DATASET RECORDS:
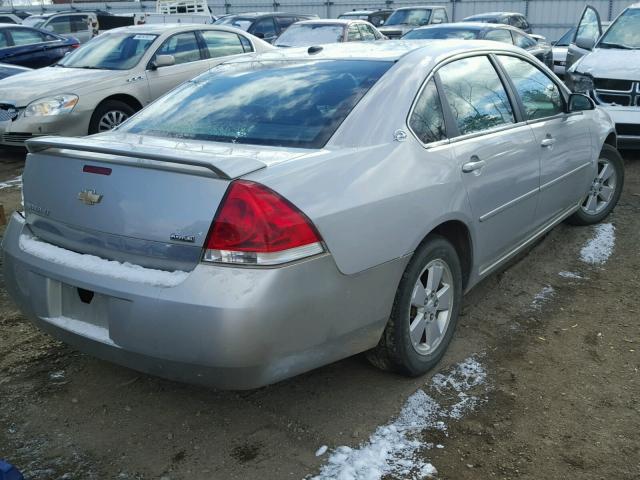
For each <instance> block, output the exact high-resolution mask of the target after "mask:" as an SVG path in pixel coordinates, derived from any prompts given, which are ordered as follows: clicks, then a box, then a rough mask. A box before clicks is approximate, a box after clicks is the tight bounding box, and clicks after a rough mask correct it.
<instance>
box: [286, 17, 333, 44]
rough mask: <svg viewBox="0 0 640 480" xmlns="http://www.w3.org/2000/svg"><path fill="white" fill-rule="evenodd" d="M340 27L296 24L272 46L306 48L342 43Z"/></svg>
mask: <svg viewBox="0 0 640 480" xmlns="http://www.w3.org/2000/svg"><path fill="white" fill-rule="evenodd" d="M343 35H344V29H343V27H342V25H331V24H320V23H319V24H312V23H298V24H295V25H291V26H290V27H289V28H287V29H286V30H285V31H284V32H282V35H280V36H279V37H278V38H277V39H276V41H275V42H274V45H275V46H277V47H307V46H310V45H320V44H323V43H337V42H341V41H342V36H343Z"/></svg>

TASK DIRECTIONS: Copy the entries above word for word, leaving out the pictures.

EXPECTED ANSWER:
For each <instance> block, output the exact high-resolution mask of the target after "mask:" as an SVG path in pixel coordinates, derived from any prompts given, which are ordered as follows: clicks, then a box, then a rough mask. A box before clicks is approximate, a box after clicks is the tight bounding box, and clicks after a rough mask correct it.
<instance>
box: [286, 17, 333, 44]
rough mask: <svg viewBox="0 0 640 480" xmlns="http://www.w3.org/2000/svg"><path fill="white" fill-rule="evenodd" d="M340 27L296 24L272 46L306 48L342 43Z"/></svg>
mask: <svg viewBox="0 0 640 480" xmlns="http://www.w3.org/2000/svg"><path fill="white" fill-rule="evenodd" d="M343 35H344V29H343V27H342V25H331V24H320V23H319V24H312V23H298V24H295V25H291V26H290V27H289V28H287V29H286V30H285V31H284V32H282V35H280V36H279V37H278V38H277V39H276V41H275V42H274V45H275V46H277V47H307V46H310V45H320V44H323V43H337V42H341V41H342V36H343Z"/></svg>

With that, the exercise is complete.